• **What you will do**
Present every line of the records below as a Markdown table with the columns Row and Line, numbering each row and omitting blank lines.

Items listed in a dataset:
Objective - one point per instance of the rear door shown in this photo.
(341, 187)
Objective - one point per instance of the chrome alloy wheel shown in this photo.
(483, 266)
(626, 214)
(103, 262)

• **Task output**
| Row | Line |
|---|---|
| 1 | Objective - one point per instance of the rear door shown in this photo. |
| 2 | (341, 187) |
| 3 | Objective - one point per instance of the chrome alloy wheel shown in this photo. |
| 4 | (483, 266) |
| 5 | (626, 214) |
| 6 | (103, 262) |